- [Dataset content]:
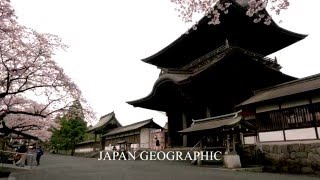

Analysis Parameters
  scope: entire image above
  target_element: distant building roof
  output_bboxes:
[87,111,122,132]
[163,122,168,129]
[102,119,161,137]
[179,112,254,133]
[0,123,39,140]
[76,140,94,146]
[238,74,320,106]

- [Task statement]:
Rewrite the data above without the picture, substituting "far-off" for "distant" and changing nothing else.

- [Exercise answer]:
Analysis Parameters
  scope: entire image above
  target_element: far-off building roof
  output_bboxes:
[87,111,122,132]
[163,122,168,129]
[102,119,161,137]
[179,112,254,133]
[0,123,39,140]
[76,140,94,146]
[238,74,320,106]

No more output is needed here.